Texte support |
>>>

Entre 1987 et 1989, 2 982 enfants âgés de 3 à 36 mois, présentant une fièvre supérieure à 39° C et une otite moyenne isolée diagnostiquée à l'examen otoscopique (sans paracentèse) ont été examinés au Children's hospital de Boston. Une hémoculture a été effectuée chez 1 666 enfants, suivis en ambulatoire par leur pédiatre. Tous les enfants ont reçu un traitement antibiotique par voie orale.

Cinquante hémocultures ont été positives : 39 à Streptococcus pneumoniae, 4 à Haemophilus influenzae, 2 à Neisseria meningitidis, 3 à Salmonella sp. et 2 à Staphylo-coccus aureus.

La comparaison des enfants avec et sans bactériémie a montré que la température moyenne était un peu plus élevée dans le groupe bactériémique (40,2 ± 0,5° C contre 39,9 ± 0,6° C). La fréquence des bactériémies a augmenté avec l'élévation de la température, passant de
1,1 %/39,5° C à 5,7 %/40,6° C. Cependant aucun des 43 patients ayant une fièvre à plus de 41,1° C n'a eu de bactériémie. L'âge moyen des sujets était le même dans les deux groupes. L'incidence des bactériémies a semblé plus élevée chez les enfants plus jeunes : 3,7 % en dessous d'un an, 2,4 % de 13 à 24 mois et 1,9 % de 25 à 36 mois.

L'évolution a été évaluée en fonction du germe isolé. Trente-cinq sujets parmi les 39 porteurs d'un Streptococcus p. ont été revus ; 32 sont devenus apyrétiques et les hémocultures de contrôle sont demeurées négatives. Trois enfants sont restés fébriles : l'un d'eux avait une pneumonie ; les deux autres ont eu une ponction lombaire (PL) et d'autres hémocultures qui sont restées négatives. Ils ont été hospitalisés 48 heures pour un traitement antibiotique par voie parentérale et ont guéri.

Les quatre enfants ayant présenté une bactériémie à Haemophilus influenzae ont tous été convoqués de nouveau et hospitalisés : ils ont subi une PL et des hémocultures répétées et ont reçu une antibiothérapie parentérale. Deux enfants apyrétiques ont eu une évolution favorable sans signe d'autre foyer infectieux. Un enfant encore fébrile lors de l'admission a eu une évolution analogue ; le dernier enfant avait des signes biologiques de méningite, bien que la PL n'ait pas montré de germes à la culture. Il a reçu 10 jours d'antibiothérapie parentérale.

Les deux enfants présentant une bactériémie à Neisseria meningitidis, bien qu'apyrétiques et en bon état clinique, ont été hospitalisés pour un traitement antibiotique par voie parentérale. L'évolution a été favorable.

Les trois enfants présentant une bactériémie à Salmonella sp. étaient encore fébriles lors de leur hospitalisation. Ils ont reçu une antibiothérapie parentérale après PL et hémocultures. Chez deux d'entre eux, les hémocultures et les coprocultures ont été positives mais sans méningite. Les hémocultures se sont négativées sous antibiothérapie parentérale.

<<<

Jeu de données |
>>>

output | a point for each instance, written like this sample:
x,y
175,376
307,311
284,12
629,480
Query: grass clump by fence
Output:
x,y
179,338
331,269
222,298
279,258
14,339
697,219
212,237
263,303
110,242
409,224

<<<

Consigne 1 |
Recopiez, dans le texte sur les otites fébriles de l'enfant, le passage qui va de « Cinquante hémocultures ont » à « 25 à 36 mois. ».
Consigne 2 |
Répondez aux questions suivantes d'après le texte sur les otites fébriles de l'enfant.
(a) Combien d'hémocultures se sont révélées positives ?
(b) Combien de patients avaient une fièvre à plus de 41,1° C ?
(c) Pendant combien de jours l'enfant qui avait des signes biologiques de méningite a-t-il reçu une antibiothérapie parentérale ?
Consigne 3 |
Reprenez le texte sur les otites fébriles de l'enfant à la suite de sa dernière phrase et poursuivez-le.
Les items n'interviennent en rien dans ce travail.

Réponse attendue 1 |
Cinquante hémocultures ont été positives : 39 à Streptococcus pneumoniae, 4 à Haemophilus influenzae, 2 à Neisseria meningitidis, 3 à Salmonella sp. et 2 à Staphylo-coccus aureus.

La comparaison des enfants avec et sans bactériémie a montré que la température moyenne était un peu plus élevée dans le groupe bactériémique (40,2 ± 0,5° C contre 39,9 ± 0,6° C). La fréquence des bactériémies a augmenté avec l'élévation de la température, passant de
1,1 %/39,5° C à 5,7 %/40,6° C. Cependant aucun des 43 patients ayant une fièvre à plus de 41,1° C n'a eu de bactériémie. L'âge moyen des sujets était le même dans les deux groupes. L'incidence des bactériémies a semblé plus élevée chez les enfants plus jeunes : 3,7 % en dessous d'un an, 2,4 % de 13 à 24 mois et 1,9 % de 25 à 36 mois.

Réponse attendue 2 |
(a) Cinquante.
(b) Quarante-trois.
(c) Dix jours.

Réponse attendue 3 |
Parmi les deux enfants ayant présenté une bactériémie à Staphylo-coccus aureus, l'un deux, parti pour l'étranger immédiatement après le diagnostic d'otite, a évolué favorablement sous amoxicilline. Le second a été hospitalisé ; une deuxième hémoculture a été positive au même germe et il a guéri sans complication après un traitement antibiotique durant 10 jours.

Au total, 3 % des enfants ayant présenté une otite moyenne hautement fébrile ont eu une bactériémie. Dans une petite proportion des cas, celle-ci a persisté et des complications se sont développées. L'hémo-culture a permis une réévaluation précoce de l'évolution, a dépisté les enfants à risque et diminué probablement, par la mise en route d'un traitement précoce, la morbidité et les foyers infectieux ultérieurs. L'antibiothérapie per os diminue l'incidence des surinfections mineures, mais ne suffit pas à prévenir la méningite.

Bien que certains arguments cliniques soient en faveur d'une bactériémie, leur valeur prédictive est insuffisante pour être utile. Cependant le coût financier, la douleur de la prise de sang, l'inquiétude parentale et le temps passé par le clinicien et le biologiste doivent être pris en considération.

Bien que l'évolution sous antibiotiques oraux des otites moyennes aiguës fébriles de l'enfant soit presque constamment favorable, le clinicien doit peser le gain potentiel d'une hémoculture dans le cadre de la prévention des complications par infections focales mettant la vie en danger, comparé au coût et aux inconvénients de cet examen

Nicole Triadou

Schutzman S.A. et coll. : "Bacteriemia with otitis media". Pediatrics, 1991 ; 87 : 48-53.